#### 文書の抜粋

地域において担っている役割
公的医療機関として,一般診療はもとより,救急,精神,感染症などの不採算部門に関わる医療を提供している。特にも感染症医療は,県内で唯一,第一種感染症指定医療機関の指定を受けており,地域の中核病院としての役割を担っている。また,各種健康診査の実施,医師・看護師等による地域医療活動への従事,看護をはじめとする各種実習生の受入れ等,地域の保健衛生の向上に積極的に貢献している。なお,岩手医科大学移転後の救急医療について,内科,外科各1名の医師を配置するなど,市民が安心できるよう当院の救急受入体制を整備した。

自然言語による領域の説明
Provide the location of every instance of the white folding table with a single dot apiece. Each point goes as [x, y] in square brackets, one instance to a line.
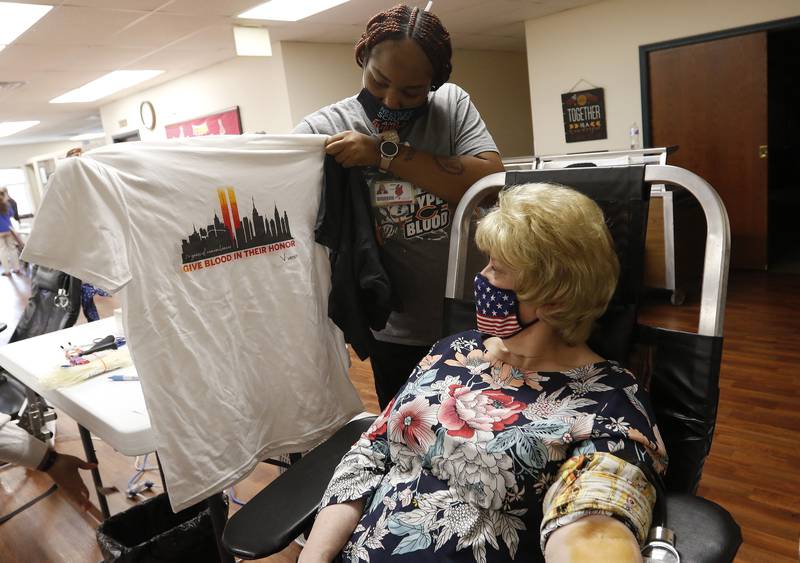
[111, 410]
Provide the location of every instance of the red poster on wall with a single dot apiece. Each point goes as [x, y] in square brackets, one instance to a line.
[226, 122]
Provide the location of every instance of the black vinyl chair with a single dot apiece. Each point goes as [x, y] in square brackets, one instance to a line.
[680, 369]
[41, 315]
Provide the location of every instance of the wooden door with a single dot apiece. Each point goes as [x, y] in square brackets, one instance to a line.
[710, 99]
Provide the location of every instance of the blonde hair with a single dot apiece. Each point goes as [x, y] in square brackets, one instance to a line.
[557, 242]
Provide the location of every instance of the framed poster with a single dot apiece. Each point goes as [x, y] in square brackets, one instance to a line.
[225, 122]
[584, 115]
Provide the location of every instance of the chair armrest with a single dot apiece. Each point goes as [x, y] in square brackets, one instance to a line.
[704, 531]
[285, 507]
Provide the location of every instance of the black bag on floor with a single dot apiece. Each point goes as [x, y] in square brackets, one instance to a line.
[151, 532]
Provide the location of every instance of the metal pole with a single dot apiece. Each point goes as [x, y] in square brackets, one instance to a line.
[91, 457]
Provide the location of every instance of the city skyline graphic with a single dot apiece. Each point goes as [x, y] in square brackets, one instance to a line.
[232, 233]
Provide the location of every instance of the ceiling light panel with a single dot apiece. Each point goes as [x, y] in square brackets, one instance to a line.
[106, 85]
[87, 137]
[8, 128]
[16, 19]
[289, 10]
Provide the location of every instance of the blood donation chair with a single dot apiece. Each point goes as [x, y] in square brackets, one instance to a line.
[680, 369]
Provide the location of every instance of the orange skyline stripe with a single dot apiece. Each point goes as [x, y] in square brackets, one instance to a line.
[234, 208]
[226, 218]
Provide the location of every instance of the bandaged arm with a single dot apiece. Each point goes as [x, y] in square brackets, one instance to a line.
[599, 509]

#### 練習問題
1. 病院が地域で担う役割についての抜粋のうち、「公的医療機関として」で始まる段落を、主な事実を残したまま箇条書きにまとめてください。
2. 病院が地域で担う役割についての抜粋の続きを書いてください。

#### 各問の答え
1.
- 公的医療機関として、一般診療に加え、救急・精神・感染症などの不採算部門の医療を提供している。
- 感染症医療では県内で唯一、第一種感染症指定医療機関の指定を受けており、地域の中核病院の役割を担っている。
- 各種健康診査の実施、医師・看護師等による地域医療活動への従事、看護をはじめとする各種実習生の受入れなどを通じて、地域の保健衛生の向上に積極的に貢献している。
- 岩手医科大学移転後の救急医療については、内科・外科に各1名の医師を配置するなどして、市民が安心できるよう救急受入体制を整備した。

2.
経営の健全性・効率性について
経常収支比率,医業収支比率については,医業収益の微増に対し,給与費の増(4.8%増)による影響が大きく,比率を悪化させることとなったものである。救急医療体制の拡充による手当の増,応援医師賃金の増,退職給付引当金繰入の増などが人件費増の要因だが,今後は,収益増に連動する取組みが課題となっている。なお,材料費対医業収益比率は,ベンチマークを活用した価格交渉の取組みにより,値引率向上を実現した結果である。病床利用率,入院・外来患者1人1日当たり収益は,平均値を下回っているが,不採算部門の精神科を抱えていることと,診療単価が平均的に低い内科系診療科の占める割合が高いことが要因である。
老朽化の状況について
有形固定資産減価償却率については,帳簿価格の7割強を平成10年度に建設した建物本館が占めており,耐用年数の半分を経過した時期に来ていることから,計画的な施設の更新等を検討する必要がある。1床当たり有形固定資産については,病床数を変更していないことから大きな変動は無い。なお,施設更新の計画策定に当たっては,建替え,長寿命化工事等の手法の検討に加え,地域医療構想における当院の役割,機能に則した施設のあり方を並行して検討することが求められる。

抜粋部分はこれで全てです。